::: Data provided

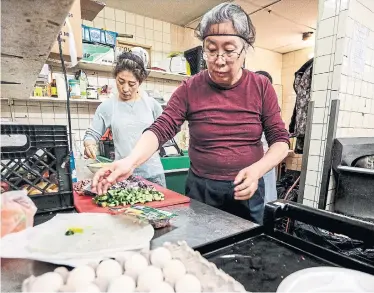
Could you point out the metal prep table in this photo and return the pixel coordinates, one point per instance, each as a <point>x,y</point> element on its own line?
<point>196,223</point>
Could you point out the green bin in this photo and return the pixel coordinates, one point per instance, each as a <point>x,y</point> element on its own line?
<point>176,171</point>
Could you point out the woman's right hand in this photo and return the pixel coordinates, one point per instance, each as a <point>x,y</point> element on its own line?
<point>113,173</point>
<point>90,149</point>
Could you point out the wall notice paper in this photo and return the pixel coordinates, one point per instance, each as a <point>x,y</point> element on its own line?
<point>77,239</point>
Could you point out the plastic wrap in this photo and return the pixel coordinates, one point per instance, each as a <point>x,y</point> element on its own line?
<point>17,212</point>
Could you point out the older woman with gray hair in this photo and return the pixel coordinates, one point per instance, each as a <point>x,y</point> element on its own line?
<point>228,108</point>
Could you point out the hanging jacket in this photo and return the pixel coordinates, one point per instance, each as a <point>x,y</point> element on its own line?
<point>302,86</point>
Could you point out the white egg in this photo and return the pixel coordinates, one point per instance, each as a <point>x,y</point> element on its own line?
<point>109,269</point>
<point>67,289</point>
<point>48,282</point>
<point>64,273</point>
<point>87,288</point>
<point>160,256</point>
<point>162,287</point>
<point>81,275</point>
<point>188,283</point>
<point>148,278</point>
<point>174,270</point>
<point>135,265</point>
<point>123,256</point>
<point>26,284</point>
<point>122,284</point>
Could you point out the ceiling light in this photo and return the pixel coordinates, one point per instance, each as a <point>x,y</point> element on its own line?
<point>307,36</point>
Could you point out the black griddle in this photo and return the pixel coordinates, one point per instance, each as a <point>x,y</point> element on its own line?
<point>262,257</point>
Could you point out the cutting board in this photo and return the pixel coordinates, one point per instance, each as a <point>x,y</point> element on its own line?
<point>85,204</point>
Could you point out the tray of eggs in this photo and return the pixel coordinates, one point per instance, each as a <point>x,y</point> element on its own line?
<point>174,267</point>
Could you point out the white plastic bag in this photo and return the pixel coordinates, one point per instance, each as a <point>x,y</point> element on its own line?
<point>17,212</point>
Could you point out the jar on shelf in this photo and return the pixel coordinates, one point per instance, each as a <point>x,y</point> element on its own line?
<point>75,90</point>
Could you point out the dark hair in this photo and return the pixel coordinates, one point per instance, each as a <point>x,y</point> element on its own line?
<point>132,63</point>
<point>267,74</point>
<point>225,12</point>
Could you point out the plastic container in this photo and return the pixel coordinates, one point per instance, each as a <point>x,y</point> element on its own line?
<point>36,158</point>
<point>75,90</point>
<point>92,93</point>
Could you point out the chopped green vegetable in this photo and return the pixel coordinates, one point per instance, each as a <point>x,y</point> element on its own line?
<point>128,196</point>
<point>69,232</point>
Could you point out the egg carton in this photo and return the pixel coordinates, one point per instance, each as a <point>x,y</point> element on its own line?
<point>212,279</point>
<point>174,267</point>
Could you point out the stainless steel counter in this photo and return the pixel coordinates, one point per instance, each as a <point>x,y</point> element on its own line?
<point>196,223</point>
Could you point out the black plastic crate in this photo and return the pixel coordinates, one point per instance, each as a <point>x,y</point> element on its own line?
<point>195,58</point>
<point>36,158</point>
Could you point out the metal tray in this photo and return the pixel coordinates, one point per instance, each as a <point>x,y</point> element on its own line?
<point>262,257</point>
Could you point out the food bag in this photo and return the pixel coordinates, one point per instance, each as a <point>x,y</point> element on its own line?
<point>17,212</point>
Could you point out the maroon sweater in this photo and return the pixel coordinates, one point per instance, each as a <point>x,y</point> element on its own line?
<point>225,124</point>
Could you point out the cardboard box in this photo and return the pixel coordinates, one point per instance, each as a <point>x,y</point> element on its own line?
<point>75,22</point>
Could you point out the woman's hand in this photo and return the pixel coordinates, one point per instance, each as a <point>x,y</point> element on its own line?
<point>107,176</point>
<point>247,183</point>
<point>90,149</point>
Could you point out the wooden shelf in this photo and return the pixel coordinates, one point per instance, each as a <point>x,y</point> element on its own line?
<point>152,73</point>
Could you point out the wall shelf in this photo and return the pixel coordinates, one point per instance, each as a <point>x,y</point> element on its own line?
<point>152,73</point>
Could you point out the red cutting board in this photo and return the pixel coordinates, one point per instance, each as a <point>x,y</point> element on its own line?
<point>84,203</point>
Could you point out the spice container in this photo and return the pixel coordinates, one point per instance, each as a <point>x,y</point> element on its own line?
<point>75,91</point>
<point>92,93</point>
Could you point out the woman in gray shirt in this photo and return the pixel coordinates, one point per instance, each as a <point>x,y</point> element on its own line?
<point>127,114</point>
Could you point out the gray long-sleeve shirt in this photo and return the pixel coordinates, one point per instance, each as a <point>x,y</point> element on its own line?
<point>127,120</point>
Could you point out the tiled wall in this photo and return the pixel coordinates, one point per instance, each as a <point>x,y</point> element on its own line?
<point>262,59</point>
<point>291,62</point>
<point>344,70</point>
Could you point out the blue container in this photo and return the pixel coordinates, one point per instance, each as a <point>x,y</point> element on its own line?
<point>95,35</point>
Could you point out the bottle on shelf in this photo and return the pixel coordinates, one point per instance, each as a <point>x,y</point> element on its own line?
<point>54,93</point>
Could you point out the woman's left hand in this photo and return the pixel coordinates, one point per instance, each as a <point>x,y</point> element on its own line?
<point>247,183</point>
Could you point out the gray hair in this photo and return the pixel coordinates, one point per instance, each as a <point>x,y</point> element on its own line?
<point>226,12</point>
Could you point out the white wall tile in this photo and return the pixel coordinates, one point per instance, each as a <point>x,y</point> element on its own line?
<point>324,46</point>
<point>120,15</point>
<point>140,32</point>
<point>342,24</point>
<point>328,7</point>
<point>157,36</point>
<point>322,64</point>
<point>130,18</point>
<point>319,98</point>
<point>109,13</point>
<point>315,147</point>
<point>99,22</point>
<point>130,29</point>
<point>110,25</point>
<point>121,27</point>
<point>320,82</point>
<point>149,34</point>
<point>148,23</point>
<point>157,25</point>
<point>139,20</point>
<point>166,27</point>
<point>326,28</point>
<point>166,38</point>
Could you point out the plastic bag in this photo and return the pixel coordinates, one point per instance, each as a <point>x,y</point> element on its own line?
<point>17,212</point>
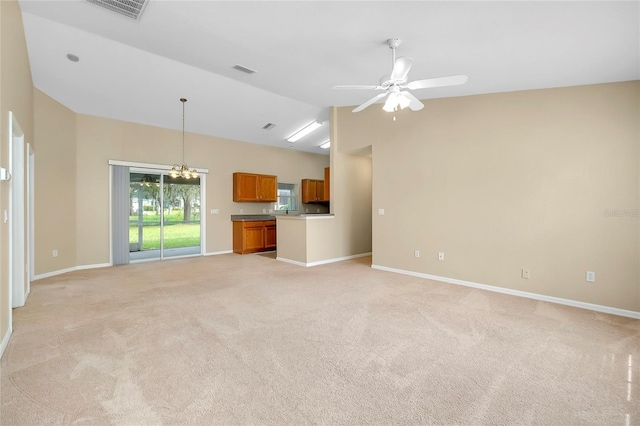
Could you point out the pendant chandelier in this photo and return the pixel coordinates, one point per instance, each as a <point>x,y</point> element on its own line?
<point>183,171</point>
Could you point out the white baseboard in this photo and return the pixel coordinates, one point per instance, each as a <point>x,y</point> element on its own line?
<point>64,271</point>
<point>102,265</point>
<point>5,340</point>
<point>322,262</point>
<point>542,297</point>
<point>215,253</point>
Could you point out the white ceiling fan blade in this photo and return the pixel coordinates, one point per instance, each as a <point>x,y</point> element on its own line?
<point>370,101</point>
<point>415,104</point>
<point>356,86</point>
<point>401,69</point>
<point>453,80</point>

::::::

→ **Brief**
Except for the pictures, set down all of the records exactly.

→ **Your response**
Could you point out the metal prep table in this photo and return the pixel coordinates, one point per instance, each as a <point>x,y</point> element on its own line?
<point>196,223</point>
Could you point out the green bin in this photo and return the pixel coordinates, one point per instance, each as a <point>x,y</point> element on its own line?
<point>176,171</point>
Could you point out the woman's right hand in this photo and return the pixel coordinates, one point per instance, each as a <point>x,y</point> element on its own line?
<point>113,173</point>
<point>90,149</point>
Could you point out the wall notice paper in this photo and return the pixel coordinates, one point per instance, each as a <point>x,y</point> element on its own line?
<point>77,239</point>
Could you point out the plastic wrap in this photo and return the pixel coordinates, one point per instance, each as a <point>x,y</point> element on its own line?
<point>17,212</point>
Could you point out the older woman with gray hair in this photo and return the pixel coordinates, one point per instance, each as a <point>x,y</point> element on its own line?
<point>228,108</point>
Could you point out the hanging jacket in this photo and return the pixel coordinates, one point per instance, each as a <point>x,y</point> element on its own line?
<point>302,86</point>
Could you point out the white egg in this photo and return the pixel coordinates, one point per instance, each as a <point>x,y</point> element on its own line?
<point>109,269</point>
<point>67,289</point>
<point>48,282</point>
<point>64,273</point>
<point>87,288</point>
<point>160,256</point>
<point>162,287</point>
<point>81,275</point>
<point>188,283</point>
<point>148,278</point>
<point>174,270</point>
<point>135,265</point>
<point>123,256</point>
<point>26,284</point>
<point>122,284</point>
Could you point out the ceiling light in this photo and return the pixel coordinates, one point per instance, each as a <point>x,y</point> element on its own line?
<point>307,36</point>
Could you point out the black griddle in this photo and return the pixel coordinates, one point per instance, each as a <point>x,y</point> element on its own line?
<point>262,257</point>
Could you point out the cutting board in this photo and return the pixel coordinates, one point per instance, each as a <point>x,y</point> element on its own line?
<point>85,204</point>
Could you point out the tray of eggs in this photo and return the pixel coordinates, one point per instance, each as a <point>x,y</point> element on its own line?
<point>174,267</point>
Could you point out the white plastic bag in this photo and return the pixel coordinates, one point per instance, each as a <point>x,y</point> element on its own line?
<point>17,212</point>
Could you point out the jar on shelf in this photo and return the pixel coordinates, one point per instance, each as a <point>x,y</point> element on its own line?
<point>75,90</point>
Could you point out the dark hair in this photo and return the pixel coordinates, one point per instance, each as a <point>x,y</point> element on its own line?
<point>132,63</point>
<point>267,74</point>
<point>225,12</point>
Could you point out the plastic container in this photo and return the pixel coordinates, one point per instance, each as a <point>x,y</point> element on its own line?
<point>36,158</point>
<point>75,90</point>
<point>92,93</point>
Could you point out the chopped green vegetable in this photo and return the pixel coordinates, one point per instance, each as a <point>x,y</point> element on its own line?
<point>128,196</point>
<point>69,232</point>
Could you point out the egg carton in this photo and return the pixel coordinates, one point per instance, each as a <point>x,y</point> element on its own line?
<point>212,279</point>
<point>174,267</point>
Could you point out the stainless steel counter in this photo and return the pixel coordinates, one point per instance, each as a <point>x,y</point> element on its own line?
<point>196,223</point>
Could you point out the black plastic crate in this photo and return the pixel coordinates, one point per instance, each as a <point>x,y</point> element on its own line?
<point>195,58</point>
<point>36,158</point>
Could you point out the metal tray in this photo and return the pixel coordinates, one point per instance, each as a <point>x,y</point> element on its own line?
<point>262,257</point>
Could you point out the food bag in this photo and return the pixel coordinates, one point per instance, each as a <point>x,y</point> element on its own line?
<point>17,212</point>
Could you point out the maroon sweater in this photo and return the pixel coordinates, one point per instance, each as a <point>x,y</point> element on its own line?
<point>225,124</point>
Could you point out the cardboard box in this photo and return the pixel coordinates, one point per instance, each as a <point>x,y</point> element on its own line?
<point>75,22</point>
Could you point out the woman's hand in this photo and return the pixel coordinates, one point per instance, each as a <point>x,y</point> element on its own line?
<point>107,176</point>
<point>247,183</point>
<point>90,149</point>
Could you point out the wooden shelf in this photo and return the pixel coordinates, one point per instance, each as a <point>x,y</point> element on its own line?
<point>152,73</point>
Could you point out the wall shelf in this photo and return the pixel coordinates, one point per instance, each as a <point>x,y</point> element on its own line?
<point>152,73</point>
Could you point out the red cutting board in this photo and return the pixel coordinates, one point per instance, each as a <point>x,y</point> element on its own line?
<point>84,203</point>
Could you point out the spice container in this photo and return the pixel coordinates, one point per instance, each as a <point>x,y</point> element on its own line?
<point>75,91</point>
<point>92,93</point>
Could you point out the woman in gray shirt in this photo and return the pixel coordinates, one point per instance, each as a <point>x,y</point> element on its own line?
<point>127,114</point>
Could you point out the gray long-sleeve shirt in this photo and return the pixel coordinates, one point per instance, each as a <point>x,y</point> element on its own line?
<point>127,120</point>
Could you point out the tiled wall in this photo and return the pixel coordinates, one point per instance, each as a <point>x,y</point> element on its own line?
<point>262,59</point>
<point>291,62</point>
<point>344,70</point>
Could you point out the blue container in this photo and return the pixel coordinates, one point per instance, each as a <point>x,y</point> element on its own line?
<point>95,35</point>
Could you point out the bottle on shelf in this photo and return the pixel coordinates, one point per instance, each as a <point>x,y</point> element on its own line?
<point>54,93</point>
Could you point out the woman's left hand in this photo and return the pixel coordinates, one point per instance, each as a <point>x,y</point> element on its own line?
<point>247,183</point>
Could you point out the gray hair in this photo and return the pixel coordinates, one point per instance, each as a <point>x,y</point> element on its own line?
<point>226,12</point>
Could you point out the white wall tile in this photo and return the pixel coordinates, one point per instance, each as a <point>x,y</point> element on its own line?
<point>324,46</point>
<point>120,15</point>
<point>140,32</point>
<point>342,24</point>
<point>328,7</point>
<point>157,36</point>
<point>322,64</point>
<point>130,18</point>
<point>319,98</point>
<point>109,13</point>
<point>315,147</point>
<point>99,22</point>
<point>130,29</point>
<point>110,25</point>
<point>121,27</point>
<point>320,82</point>
<point>149,34</point>
<point>148,23</point>
<point>157,25</point>
<point>139,20</point>
<point>166,27</point>
<point>326,28</point>
<point>166,38</point>
Could you point out the plastic bag in this photo and return the pixel coordinates, one point per instance, each as a <point>x,y</point> element on its own line?
<point>17,212</point>
Could you point out the pendant chandelier in this photo and return the pixel coordinates, one point per instance, each as a <point>x,y</point> element on its own line?
<point>183,171</point>
Could you point out the white baseboard in this photo and return the pixel coordinates, one point per instance, each as a <point>x,y</point> element on its own line?
<point>64,271</point>
<point>102,265</point>
<point>5,340</point>
<point>322,262</point>
<point>542,297</point>
<point>215,253</point>
Could you point out the white ceiling fan blade in this photo and return the pixel coordinates, one point per instance, each as a <point>x,y</point> element on its own line?
<point>370,101</point>
<point>415,104</point>
<point>356,86</point>
<point>401,69</point>
<point>453,80</point>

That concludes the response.